Aim of the task → Only the lines from the line containing "In the UI screenshot above, locate the red berry." to the end of the records, both included, belong in the answer, copied exactly.

Record set →
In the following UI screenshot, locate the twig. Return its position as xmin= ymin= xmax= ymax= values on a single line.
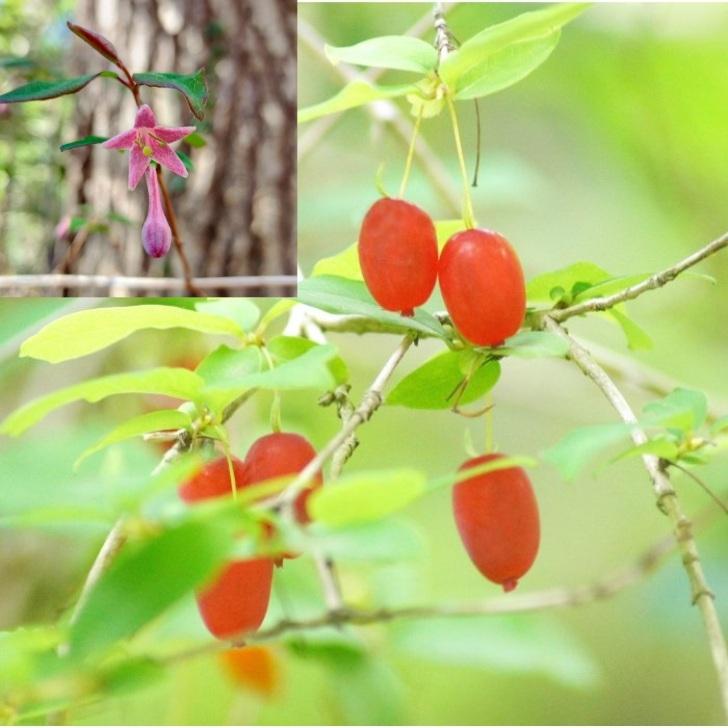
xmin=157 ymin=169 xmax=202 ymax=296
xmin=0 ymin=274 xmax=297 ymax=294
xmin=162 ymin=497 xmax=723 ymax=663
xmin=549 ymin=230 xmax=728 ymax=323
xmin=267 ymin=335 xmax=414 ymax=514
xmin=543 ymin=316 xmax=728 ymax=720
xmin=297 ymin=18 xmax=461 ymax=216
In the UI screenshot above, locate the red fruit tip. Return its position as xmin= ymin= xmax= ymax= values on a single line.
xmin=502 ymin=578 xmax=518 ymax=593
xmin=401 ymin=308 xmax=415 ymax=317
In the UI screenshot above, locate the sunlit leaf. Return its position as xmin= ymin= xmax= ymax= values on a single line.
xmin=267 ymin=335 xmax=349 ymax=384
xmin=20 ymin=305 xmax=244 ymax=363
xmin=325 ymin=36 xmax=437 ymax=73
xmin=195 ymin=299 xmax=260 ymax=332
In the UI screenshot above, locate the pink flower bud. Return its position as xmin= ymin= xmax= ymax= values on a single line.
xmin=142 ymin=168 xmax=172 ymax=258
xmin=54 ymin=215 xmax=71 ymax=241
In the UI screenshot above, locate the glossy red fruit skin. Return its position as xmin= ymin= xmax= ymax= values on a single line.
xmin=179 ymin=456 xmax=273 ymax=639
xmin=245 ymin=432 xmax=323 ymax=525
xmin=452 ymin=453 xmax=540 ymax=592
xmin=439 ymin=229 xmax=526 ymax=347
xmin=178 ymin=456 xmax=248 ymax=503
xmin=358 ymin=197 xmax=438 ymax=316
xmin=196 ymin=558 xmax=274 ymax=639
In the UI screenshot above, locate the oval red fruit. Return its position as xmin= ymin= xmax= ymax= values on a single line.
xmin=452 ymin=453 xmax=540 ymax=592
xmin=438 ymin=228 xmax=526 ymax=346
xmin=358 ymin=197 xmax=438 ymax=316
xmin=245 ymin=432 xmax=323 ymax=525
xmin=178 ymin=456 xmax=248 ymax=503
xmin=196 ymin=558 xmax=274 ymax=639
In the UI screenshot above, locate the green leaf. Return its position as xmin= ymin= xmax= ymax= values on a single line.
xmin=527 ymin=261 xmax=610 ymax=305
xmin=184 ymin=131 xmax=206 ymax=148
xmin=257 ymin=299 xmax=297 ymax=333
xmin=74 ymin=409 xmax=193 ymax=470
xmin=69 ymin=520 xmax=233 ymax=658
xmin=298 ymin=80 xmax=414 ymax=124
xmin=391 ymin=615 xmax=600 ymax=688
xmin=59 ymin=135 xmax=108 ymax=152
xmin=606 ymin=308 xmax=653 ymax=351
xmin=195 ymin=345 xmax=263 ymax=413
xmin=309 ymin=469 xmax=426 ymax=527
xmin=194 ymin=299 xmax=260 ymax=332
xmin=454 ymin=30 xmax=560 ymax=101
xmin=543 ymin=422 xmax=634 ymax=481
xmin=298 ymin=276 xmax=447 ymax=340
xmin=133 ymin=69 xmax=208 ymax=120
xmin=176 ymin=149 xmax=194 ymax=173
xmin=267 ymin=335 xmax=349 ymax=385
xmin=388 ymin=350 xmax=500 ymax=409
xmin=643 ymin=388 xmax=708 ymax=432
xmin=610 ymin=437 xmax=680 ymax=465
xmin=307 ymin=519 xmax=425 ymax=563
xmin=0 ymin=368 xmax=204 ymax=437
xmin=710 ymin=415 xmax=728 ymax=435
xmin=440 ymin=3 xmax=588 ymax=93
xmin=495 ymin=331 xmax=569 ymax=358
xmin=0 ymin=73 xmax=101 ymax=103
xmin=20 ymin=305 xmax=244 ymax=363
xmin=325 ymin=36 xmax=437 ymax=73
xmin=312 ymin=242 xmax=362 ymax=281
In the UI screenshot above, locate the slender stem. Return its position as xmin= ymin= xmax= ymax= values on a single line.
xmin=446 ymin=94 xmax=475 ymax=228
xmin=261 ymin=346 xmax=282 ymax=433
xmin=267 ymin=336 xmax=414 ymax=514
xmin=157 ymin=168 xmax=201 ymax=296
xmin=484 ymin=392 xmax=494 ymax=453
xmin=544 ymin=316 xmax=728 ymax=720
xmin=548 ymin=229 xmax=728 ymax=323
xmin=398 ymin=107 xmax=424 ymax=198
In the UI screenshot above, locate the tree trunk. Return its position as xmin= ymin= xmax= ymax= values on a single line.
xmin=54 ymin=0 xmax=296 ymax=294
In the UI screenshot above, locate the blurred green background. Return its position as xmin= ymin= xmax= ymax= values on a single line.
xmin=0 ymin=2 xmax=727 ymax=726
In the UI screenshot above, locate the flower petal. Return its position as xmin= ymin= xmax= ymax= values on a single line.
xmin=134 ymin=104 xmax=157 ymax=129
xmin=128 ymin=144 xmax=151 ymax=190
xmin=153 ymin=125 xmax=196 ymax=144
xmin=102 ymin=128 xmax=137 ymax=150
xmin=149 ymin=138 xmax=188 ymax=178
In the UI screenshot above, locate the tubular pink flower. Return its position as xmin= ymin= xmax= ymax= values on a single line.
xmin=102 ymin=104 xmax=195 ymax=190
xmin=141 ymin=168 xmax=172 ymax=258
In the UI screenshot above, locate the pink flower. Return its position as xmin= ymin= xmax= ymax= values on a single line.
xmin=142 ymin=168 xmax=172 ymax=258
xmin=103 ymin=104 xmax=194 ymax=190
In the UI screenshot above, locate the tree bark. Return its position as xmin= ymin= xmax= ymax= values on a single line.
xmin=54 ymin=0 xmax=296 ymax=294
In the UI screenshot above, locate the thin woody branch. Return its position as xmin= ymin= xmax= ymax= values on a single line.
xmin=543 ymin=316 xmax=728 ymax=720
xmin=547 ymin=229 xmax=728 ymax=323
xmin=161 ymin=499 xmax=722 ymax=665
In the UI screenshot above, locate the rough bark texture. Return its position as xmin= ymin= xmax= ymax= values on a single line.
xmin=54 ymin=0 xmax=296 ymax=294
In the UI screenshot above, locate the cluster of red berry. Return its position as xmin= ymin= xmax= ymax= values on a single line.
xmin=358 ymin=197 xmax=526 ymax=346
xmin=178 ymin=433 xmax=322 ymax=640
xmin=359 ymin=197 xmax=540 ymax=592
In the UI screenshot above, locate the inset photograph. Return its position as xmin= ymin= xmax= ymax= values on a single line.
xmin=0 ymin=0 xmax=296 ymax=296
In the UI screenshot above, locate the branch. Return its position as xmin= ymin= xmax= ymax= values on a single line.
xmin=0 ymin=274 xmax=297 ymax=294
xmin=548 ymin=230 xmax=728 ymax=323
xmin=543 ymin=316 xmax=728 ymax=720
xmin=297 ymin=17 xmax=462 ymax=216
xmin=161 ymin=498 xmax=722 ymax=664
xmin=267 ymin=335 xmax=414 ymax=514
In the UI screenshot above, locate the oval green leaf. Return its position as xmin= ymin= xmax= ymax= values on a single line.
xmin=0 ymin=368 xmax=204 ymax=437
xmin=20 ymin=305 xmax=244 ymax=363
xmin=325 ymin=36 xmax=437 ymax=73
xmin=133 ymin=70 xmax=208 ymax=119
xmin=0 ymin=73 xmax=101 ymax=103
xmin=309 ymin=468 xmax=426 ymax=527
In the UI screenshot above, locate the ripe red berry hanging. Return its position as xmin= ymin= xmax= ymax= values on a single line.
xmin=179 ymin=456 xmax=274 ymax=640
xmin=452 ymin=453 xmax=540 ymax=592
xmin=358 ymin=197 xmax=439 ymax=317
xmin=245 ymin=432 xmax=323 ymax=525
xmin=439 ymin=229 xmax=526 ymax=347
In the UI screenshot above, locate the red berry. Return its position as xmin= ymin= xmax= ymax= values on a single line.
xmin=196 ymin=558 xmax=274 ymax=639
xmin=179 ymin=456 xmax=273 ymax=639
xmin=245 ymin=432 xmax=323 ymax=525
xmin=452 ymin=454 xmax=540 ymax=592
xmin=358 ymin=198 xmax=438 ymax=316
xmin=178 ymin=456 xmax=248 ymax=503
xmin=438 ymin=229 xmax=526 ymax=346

Answer below →
In the UI screenshot above, locate the red berry. Return its position as xmin= ymin= xmax= ymax= values on a single line.
xmin=196 ymin=558 xmax=274 ymax=639
xmin=179 ymin=456 xmax=273 ymax=639
xmin=245 ymin=432 xmax=323 ymax=525
xmin=452 ymin=454 xmax=540 ymax=592
xmin=358 ymin=198 xmax=438 ymax=316
xmin=178 ymin=456 xmax=248 ymax=503
xmin=438 ymin=229 xmax=526 ymax=346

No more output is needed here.